Extract to read:
**********

VA, Margins, & voter wishes

Mike Ositoff ntk at
Wed Oct 7 14:05:00 PDT 1998

> On Sun, 4 Oct 1998 00:04:31    Mike Ositoff wrote:
> >But you never said why margin of victory is important. We know
> >that majority is important to many, when a result is desired
> >by more than half the voters.
> To explain this I am first going to explain why I like majority
> rule.  I favor majority rule because of the somewhat hopeful belief
> that given two alternatives, people will on average be drawn to
> the better one.  Of course, sometimes everyone will pick the wrong
> one, and almost always some people will, but on average and over time
> people will slightly favor good over bad ideas.

Alright, then your goal is very different from mine. Your goal
is that of Mr. Condorcet, who wanted to find out which
proposition (pairwise result) is most likely to be true.

I don't believe that your goal is attainable, even in principle,
because right & wrong, to some extent are relative. What the
Repub  says is right, the Green says is wrong. The voting system
can't say which is right. If you add up the Repubs & Dems,
they apparently outnumber the Greens by a large factor. Does
that mean the Greens are wrong? No, just outnumbered. As
an advocate of majority rule, I realize that we can't expect
the voting system to know when the majority is wrong, and that
we can't really improve on majority rule. But you certainly
can't interpret voting results as demonstrating what's right'
or wrong.

But especially your goal isn't possible in practice, because
strategic voting invalidates it. Especially in a method like
Margins, which will be forcing people to abandon their favorite
or voting less-liked alternatives equal ato a favorite, a
problem that's avoidable with rank-balloting if a good count
rule is used.

**********

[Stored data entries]

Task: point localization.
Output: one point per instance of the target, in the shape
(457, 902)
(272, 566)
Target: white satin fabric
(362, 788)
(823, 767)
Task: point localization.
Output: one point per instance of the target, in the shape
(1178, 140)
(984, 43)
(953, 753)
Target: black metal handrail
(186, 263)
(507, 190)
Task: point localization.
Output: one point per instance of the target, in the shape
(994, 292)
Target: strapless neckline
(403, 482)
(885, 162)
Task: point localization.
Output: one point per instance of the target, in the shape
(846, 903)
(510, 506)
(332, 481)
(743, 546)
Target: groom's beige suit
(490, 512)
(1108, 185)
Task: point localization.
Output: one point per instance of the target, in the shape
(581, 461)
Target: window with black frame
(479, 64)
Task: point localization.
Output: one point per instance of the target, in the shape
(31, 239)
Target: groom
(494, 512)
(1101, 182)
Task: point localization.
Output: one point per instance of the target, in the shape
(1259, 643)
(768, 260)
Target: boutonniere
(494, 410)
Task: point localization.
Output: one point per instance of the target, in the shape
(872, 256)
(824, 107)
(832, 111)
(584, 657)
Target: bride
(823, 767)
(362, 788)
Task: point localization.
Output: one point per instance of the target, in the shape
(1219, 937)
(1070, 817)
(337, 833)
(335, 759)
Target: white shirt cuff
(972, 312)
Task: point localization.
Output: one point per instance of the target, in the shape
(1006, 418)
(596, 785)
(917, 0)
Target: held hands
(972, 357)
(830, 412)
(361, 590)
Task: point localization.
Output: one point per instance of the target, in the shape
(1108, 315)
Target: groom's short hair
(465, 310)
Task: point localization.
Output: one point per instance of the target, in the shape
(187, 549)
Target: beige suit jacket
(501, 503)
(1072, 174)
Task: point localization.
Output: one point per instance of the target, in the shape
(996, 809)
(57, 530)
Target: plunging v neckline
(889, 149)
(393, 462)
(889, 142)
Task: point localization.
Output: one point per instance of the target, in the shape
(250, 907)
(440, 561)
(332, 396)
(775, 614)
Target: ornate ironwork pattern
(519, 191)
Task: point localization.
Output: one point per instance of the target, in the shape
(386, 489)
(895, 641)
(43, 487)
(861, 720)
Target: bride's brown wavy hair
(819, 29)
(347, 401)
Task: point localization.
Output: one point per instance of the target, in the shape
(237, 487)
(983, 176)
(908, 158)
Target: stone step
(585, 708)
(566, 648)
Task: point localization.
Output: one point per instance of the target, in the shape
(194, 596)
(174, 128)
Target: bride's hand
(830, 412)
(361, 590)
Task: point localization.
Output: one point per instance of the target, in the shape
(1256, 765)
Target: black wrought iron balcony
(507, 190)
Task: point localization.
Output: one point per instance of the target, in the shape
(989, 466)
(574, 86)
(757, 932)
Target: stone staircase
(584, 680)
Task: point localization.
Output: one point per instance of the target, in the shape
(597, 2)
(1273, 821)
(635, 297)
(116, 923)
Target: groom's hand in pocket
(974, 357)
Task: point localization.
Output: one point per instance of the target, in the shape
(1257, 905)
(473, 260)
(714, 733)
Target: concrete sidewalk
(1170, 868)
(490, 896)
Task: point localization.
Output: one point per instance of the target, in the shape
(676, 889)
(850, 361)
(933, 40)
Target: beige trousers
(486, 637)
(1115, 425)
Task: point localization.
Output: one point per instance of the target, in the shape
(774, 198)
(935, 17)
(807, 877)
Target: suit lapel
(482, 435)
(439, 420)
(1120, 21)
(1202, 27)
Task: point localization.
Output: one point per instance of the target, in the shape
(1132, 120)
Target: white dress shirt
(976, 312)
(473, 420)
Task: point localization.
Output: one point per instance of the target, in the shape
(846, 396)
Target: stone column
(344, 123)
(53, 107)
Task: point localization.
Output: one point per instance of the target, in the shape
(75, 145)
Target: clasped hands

**********

Exercises:
1 > List every political party the post on voting methods mentions, in the form the post uses.
2 > Count the lines of the records that contain the string "black", matching case exactly, and give only the number.

Final answers:
1 > Repub (Repubs), Green (Greens), Dems

2 > 3